• [What you should do]:
Rescale the items from the first line through the line containing "[[38, 627]]", both included, by repeating every line (requests too) with each answer coordinate multiplied by 1.35 and rounded to a whole number, halves up. Keep the sample pairs in the requests unchanged, and leave the pictures out.
— start Record set —
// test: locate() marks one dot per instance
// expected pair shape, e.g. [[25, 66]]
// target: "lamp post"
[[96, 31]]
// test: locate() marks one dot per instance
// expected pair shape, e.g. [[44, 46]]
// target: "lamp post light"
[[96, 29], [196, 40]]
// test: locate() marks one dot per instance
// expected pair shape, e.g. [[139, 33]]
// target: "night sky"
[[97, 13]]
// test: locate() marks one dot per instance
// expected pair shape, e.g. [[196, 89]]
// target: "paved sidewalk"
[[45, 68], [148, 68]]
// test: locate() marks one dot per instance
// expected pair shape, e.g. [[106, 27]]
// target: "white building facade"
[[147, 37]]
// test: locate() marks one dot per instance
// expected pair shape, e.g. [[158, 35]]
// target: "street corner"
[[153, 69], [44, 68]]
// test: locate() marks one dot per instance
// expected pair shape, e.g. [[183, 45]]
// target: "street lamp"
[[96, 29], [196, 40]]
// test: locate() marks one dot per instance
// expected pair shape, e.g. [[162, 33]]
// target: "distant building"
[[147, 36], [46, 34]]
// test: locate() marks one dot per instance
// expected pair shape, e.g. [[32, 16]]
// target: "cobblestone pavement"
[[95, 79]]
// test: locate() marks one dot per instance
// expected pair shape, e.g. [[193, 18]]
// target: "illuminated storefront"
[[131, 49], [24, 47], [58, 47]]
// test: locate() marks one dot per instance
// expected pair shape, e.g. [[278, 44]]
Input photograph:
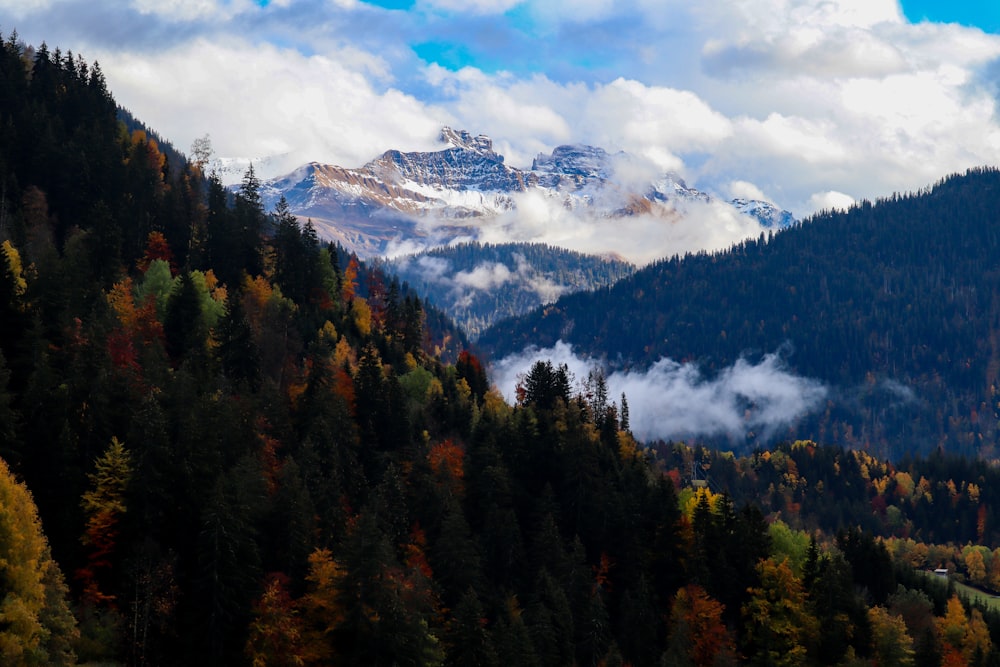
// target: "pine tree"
[[38, 627]]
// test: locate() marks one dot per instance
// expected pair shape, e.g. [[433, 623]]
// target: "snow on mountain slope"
[[577, 194]]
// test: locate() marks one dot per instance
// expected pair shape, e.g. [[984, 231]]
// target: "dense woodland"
[[477, 284], [893, 305], [224, 443]]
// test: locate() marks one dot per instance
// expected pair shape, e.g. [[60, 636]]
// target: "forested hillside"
[[226, 444], [477, 284], [893, 305]]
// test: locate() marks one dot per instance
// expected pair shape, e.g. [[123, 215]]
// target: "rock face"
[[467, 183]]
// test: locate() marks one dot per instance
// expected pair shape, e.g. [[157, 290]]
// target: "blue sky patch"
[[984, 15]]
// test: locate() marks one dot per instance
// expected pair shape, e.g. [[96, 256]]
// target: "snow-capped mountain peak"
[[460, 188]]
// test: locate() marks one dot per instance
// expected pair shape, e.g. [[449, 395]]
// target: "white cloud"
[[746, 190], [192, 10], [673, 401], [257, 100], [797, 97], [486, 276], [470, 6], [830, 201]]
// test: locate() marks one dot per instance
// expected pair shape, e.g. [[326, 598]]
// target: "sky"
[[809, 104]]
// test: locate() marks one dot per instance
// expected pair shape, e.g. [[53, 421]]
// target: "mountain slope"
[[894, 305], [467, 191], [478, 284]]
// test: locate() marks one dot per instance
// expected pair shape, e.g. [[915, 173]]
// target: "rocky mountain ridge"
[[438, 197]]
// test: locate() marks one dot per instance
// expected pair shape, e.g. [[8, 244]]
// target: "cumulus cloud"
[[272, 101], [675, 401], [831, 201], [746, 190], [663, 232], [797, 97]]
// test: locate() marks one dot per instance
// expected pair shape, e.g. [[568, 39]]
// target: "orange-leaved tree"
[[103, 504]]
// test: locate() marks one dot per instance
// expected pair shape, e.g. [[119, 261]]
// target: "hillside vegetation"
[[478, 284], [227, 444], [894, 305]]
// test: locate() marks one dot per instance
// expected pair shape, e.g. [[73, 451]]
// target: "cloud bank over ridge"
[[673, 401], [809, 103]]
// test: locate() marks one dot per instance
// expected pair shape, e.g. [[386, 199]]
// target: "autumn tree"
[[37, 626], [698, 636], [104, 504], [891, 643], [276, 629], [777, 622]]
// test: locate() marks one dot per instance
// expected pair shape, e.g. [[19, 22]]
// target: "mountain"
[[435, 197], [892, 305], [477, 284], [243, 447]]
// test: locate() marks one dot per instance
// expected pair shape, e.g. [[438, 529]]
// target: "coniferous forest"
[[891, 305], [225, 442]]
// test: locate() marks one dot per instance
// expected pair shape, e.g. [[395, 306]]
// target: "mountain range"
[[892, 306], [423, 199], [478, 284]]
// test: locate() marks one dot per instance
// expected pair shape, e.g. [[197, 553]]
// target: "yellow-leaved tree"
[[36, 624]]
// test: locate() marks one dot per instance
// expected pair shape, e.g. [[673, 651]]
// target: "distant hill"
[[895, 305], [477, 284]]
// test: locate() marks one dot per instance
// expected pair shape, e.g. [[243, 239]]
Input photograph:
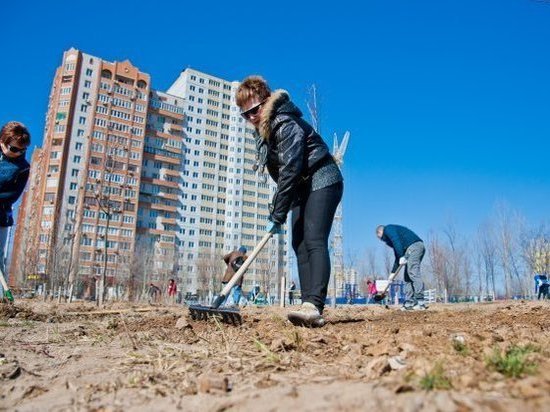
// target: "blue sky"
[[447, 102]]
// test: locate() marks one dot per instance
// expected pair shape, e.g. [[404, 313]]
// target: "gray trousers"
[[414, 287]]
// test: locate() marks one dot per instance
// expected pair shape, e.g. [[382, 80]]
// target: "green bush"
[[513, 362]]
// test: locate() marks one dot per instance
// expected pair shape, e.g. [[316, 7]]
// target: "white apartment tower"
[[225, 202]]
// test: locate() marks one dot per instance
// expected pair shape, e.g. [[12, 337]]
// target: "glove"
[[273, 227]]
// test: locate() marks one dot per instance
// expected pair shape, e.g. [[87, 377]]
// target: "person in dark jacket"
[[234, 261], [409, 251], [14, 173], [309, 183]]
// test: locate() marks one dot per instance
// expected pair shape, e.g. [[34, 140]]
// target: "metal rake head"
[[229, 316]]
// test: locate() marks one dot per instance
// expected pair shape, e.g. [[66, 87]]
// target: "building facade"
[[225, 202], [141, 186]]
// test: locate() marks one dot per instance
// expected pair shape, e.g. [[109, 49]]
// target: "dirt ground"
[[366, 357]]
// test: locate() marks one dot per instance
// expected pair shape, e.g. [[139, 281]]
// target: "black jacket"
[[399, 238], [14, 174], [292, 150]]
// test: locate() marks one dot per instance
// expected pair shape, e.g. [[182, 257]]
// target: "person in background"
[[14, 173], [234, 261], [409, 250], [309, 183], [371, 290], [154, 293], [541, 286], [172, 291]]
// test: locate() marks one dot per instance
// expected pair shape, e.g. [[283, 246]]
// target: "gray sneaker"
[[308, 315]]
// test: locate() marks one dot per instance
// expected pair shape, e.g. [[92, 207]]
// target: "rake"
[[226, 315], [382, 294]]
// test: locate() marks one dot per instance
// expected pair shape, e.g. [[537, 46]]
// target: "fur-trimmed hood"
[[276, 104]]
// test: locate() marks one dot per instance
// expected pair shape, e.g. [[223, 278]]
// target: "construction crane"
[[338, 278]]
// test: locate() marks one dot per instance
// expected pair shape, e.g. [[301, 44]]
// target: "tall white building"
[[225, 202]]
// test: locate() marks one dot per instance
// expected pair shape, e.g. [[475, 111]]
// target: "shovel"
[[382, 294], [232, 316], [7, 292]]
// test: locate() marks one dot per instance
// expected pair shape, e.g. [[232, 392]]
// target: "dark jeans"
[[311, 223]]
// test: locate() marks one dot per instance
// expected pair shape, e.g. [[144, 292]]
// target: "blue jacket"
[[399, 238], [14, 174]]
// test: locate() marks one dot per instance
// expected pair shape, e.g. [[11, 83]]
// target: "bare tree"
[[509, 225], [488, 252]]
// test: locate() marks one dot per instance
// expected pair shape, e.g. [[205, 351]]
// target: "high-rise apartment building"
[[142, 185], [225, 202], [159, 212]]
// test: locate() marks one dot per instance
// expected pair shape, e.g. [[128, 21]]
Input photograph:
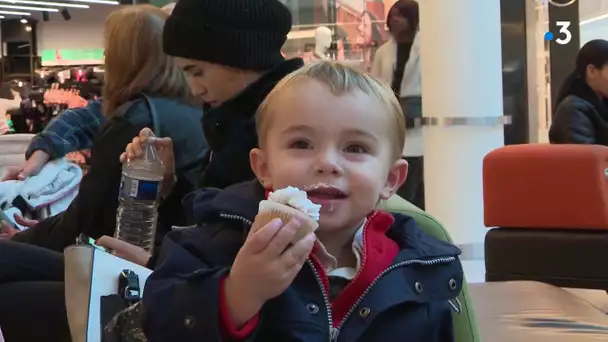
— end Record set —
• [Output]:
// test: locate() marks one dot per instance
// expected pair shape, e.g. [[25, 66]]
// target: "lamp post"
[[130, 42]]
// test: locate() marks one dot per instance
// expected pair shape, e.g. [[44, 46]]
// target: "lamp post light"
[[130, 39], [265, 54]]
// test: locate() marks one dot per instance
// expected pair shape, e.g. [[139, 33]]
// target: "night sky"
[[131, 18]]
// test: locate() marks one dot per instance
// expected pair shape, e.g. [[196, 89]]
// target: "paved sidewalk"
[[61, 92], [200, 92]]
// test: locate() marks one dot per instance
// expected pair shape, e.g. [[106, 27]]
// target: "white building facade"
[[198, 50]]
// test: locate() marks one dot per instance
// expected pair shape, e.g. [[158, 35]]
// target: "street corner"
[[207, 93], [59, 92]]
// test: locate() marks one dot per instance
// expected pair shape, e.g. [[183, 45]]
// target: "street lamp"
[[130, 39], [265, 54]]
// test: locate() marks one dot per instance
// expected pair shape, e.g. [[162, 33]]
// target: "distant building"
[[198, 49], [62, 46]]
// test: locate() marks one dot per instance
// expected pair shape, e.g. [[32, 16]]
// target: "cobblestone pavement"
[[128, 107]]
// test: locate() marks one dot per instance
// expected pair shape, e.g. [[193, 18]]
// target: "illuminated storefront"
[[177, 66], [32, 63], [78, 63]]
// test: locate() marks one dot per instance
// expected pair shape, e.g. [[278, 44]]
Input photograph:
// target: "pine tree"
[[51, 846]]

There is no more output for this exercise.